### TO DO
Count the lines in the rows below that contain the string "white", treating uppercase and lowercase letters as different. Reply with the number alone.

### INPUT RECORDS
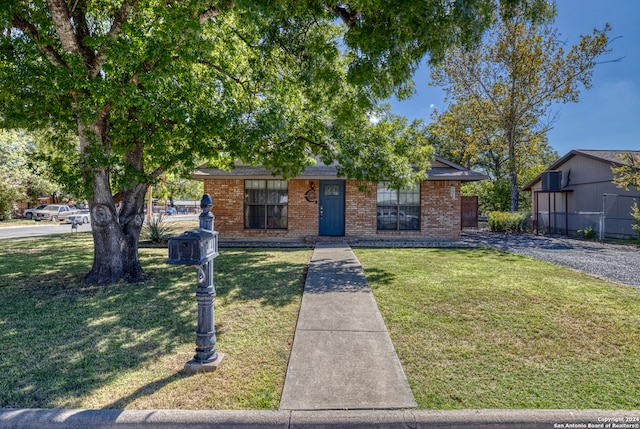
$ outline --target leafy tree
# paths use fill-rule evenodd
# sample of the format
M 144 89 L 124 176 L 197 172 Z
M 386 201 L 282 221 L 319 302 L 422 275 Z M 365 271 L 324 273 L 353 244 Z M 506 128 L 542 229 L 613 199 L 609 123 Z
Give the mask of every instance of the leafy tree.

==

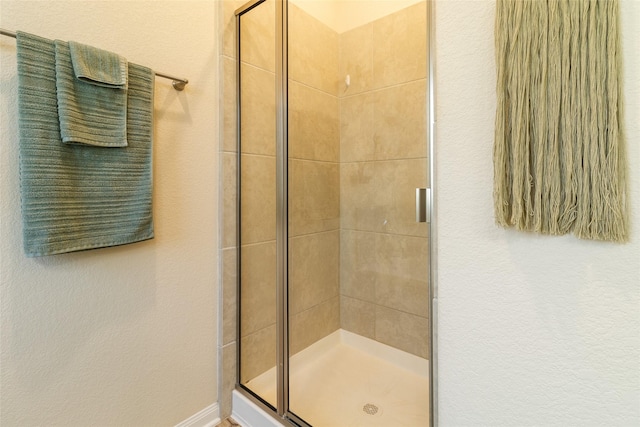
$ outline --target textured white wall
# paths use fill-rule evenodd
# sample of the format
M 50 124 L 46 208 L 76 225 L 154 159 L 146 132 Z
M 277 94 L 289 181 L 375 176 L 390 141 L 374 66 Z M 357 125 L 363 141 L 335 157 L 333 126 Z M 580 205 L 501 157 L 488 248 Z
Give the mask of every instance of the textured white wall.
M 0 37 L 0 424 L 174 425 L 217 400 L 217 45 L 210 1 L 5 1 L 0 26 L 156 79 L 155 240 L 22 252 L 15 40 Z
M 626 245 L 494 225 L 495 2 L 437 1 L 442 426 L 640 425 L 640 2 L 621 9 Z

### IN RESPONSE
2